DATA TO USE:

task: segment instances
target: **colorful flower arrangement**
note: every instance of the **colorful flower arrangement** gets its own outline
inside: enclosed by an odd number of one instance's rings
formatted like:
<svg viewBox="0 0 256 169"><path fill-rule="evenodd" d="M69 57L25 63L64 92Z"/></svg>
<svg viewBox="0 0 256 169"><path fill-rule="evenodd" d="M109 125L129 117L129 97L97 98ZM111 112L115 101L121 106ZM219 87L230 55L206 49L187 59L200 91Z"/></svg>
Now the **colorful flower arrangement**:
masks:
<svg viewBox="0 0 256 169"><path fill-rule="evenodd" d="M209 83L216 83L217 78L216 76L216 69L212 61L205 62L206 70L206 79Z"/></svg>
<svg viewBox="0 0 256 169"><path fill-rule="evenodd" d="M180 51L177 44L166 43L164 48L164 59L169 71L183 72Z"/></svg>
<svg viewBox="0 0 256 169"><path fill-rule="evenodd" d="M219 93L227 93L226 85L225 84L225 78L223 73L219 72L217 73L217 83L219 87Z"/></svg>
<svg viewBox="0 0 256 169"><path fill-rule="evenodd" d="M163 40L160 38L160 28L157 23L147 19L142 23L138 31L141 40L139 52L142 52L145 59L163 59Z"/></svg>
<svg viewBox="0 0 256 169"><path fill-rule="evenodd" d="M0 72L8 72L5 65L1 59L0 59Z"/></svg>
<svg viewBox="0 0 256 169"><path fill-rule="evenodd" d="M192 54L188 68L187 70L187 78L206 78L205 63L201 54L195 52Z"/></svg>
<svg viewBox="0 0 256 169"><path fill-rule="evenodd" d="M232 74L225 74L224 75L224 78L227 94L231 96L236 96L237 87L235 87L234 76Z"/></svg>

WHAT YOU NEED TO DO: Please reproduce all of the lines above, character for character, with no changes.

PROBLEM SOLUTION:
task: segment instances
target: **colorful flower arrangement**
note: every instance of the **colorful flower arrangement** gets its own outline
inside: enclosed by an odd number of one instance's rings
formatted like:
<svg viewBox="0 0 256 169"><path fill-rule="evenodd" d="M69 57L25 63L64 92Z"/></svg>
<svg viewBox="0 0 256 169"><path fill-rule="evenodd" d="M109 125L129 117L129 97L97 98ZM111 112L115 101L121 106ZM219 87L230 55L206 49L187 59L200 91Z"/></svg>
Now the **colorful flower arrangement**:
masks:
<svg viewBox="0 0 256 169"><path fill-rule="evenodd" d="M209 83L216 83L217 78L216 76L216 69L212 61L205 62L206 70L206 79Z"/></svg>
<svg viewBox="0 0 256 169"><path fill-rule="evenodd" d="M180 51L177 44L166 43L164 48L164 59L169 71L183 72Z"/></svg>
<svg viewBox="0 0 256 169"><path fill-rule="evenodd" d="M219 93L227 93L226 85L225 84L225 78L223 73L219 72L217 73L217 83L219 87Z"/></svg>
<svg viewBox="0 0 256 169"><path fill-rule="evenodd" d="M163 40L160 38L160 28L157 23L147 19L142 23L138 31L141 40L139 52L142 52L145 59L163 59Z"/></svg>
<svg viewBox="0 0 256 169"><path fill-rule="evenodd" d="M0 72L8 72L5 65L1 59L0 59Z"/></svg>
<svg viewBox="0 0 256 169"><path fill-rule="evenodd" d="M192 54L188 68L187 70L187 78L206 78L205 63L201 54L195 52Z"/></svg>
<svg viewBox="0 0 256 169"><path fill-rule="evenodd" d="M232 74L225 74L224 75L224 78L227 94L231 96L236 96L237 87L235 87L234 76Z"/></svg>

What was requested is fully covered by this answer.